• [THE RECORDS]

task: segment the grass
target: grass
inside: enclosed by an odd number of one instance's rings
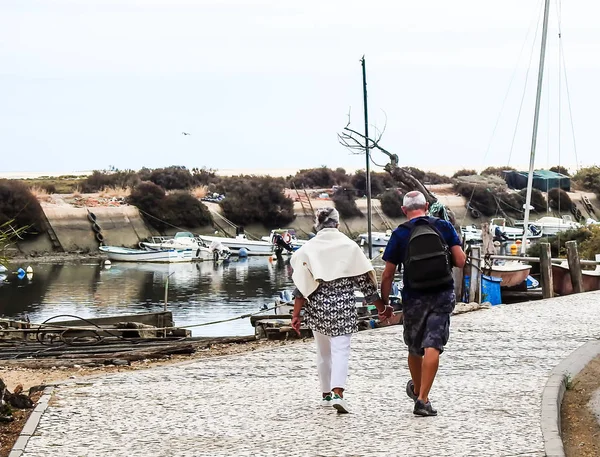
[[[51,202],[52,201],[51,192],[48,192],[48,190],[44,189],[43,187],[32,186],[30,188],[30,191],[35,196],[35,198],[38,199],[38,201],[41,201],[41,202]]]
[[[29,187],[39,187],[42,189],[52,191],[50,193],[56,194],[70,194],[75,191],[75,189],[81,184],[83,181],[83,176],[59,176],[59,177],[40,177],[40,178],[31,178],[31,179],[20,179],[19,181],[24,182]]]
[[[571,373],[565,373],[565,388],[567,390],[573,390],[577,385],[577,381],[573,380]]]
[[[130,187],[107,187],[99,193],[102,198],[125,198],[129,197],[130,194]]]
[[[190,190],[190,193],[197,199],[204,198],[204,197],[206,197],[206,194],[208,193],[208,187],[207,186],[194,187],[192,190]]]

• [TASK TO CARRY OUT] Retype the records above line for line and exactly, omitting their pictures.

• [OUTPUT FOR THIS EXERCISE]
task: segment the grass
target: grass
inside: enclosed by an odd number of one instance's rings
[[[51,202],[52,201],[51,192],[48,192],[48,190],[44,189],[43,187],[32,186],[30,188],[30,191],[35,196],[35,198],[38,199],[38,201],[41,201],[41,202]]]
[[[29,187],[39,187],[42,189],[52,191],[50,193],[56,194],[70,194],[75,191],[75,189],[81,184],[83,181],[83,176],[59,176],[59,177],[40,177],[40,178],[31,178],[31,179],[20,179],[19,181],[24,182]]]
[[[571,373],[565,373],[565,388],[567,390],[573,390],[577,385],[577,381],[573,380]]]
[[[130,187],[107,187],[99,193],[102,198],[125,198],[129,197],[130,194]]]
[[[190,190],[190,193],[197,199],[204,198],[204,197],[206,197],[206,194],[208,193],[208,187],[207,186],[194,187],[192,190]]]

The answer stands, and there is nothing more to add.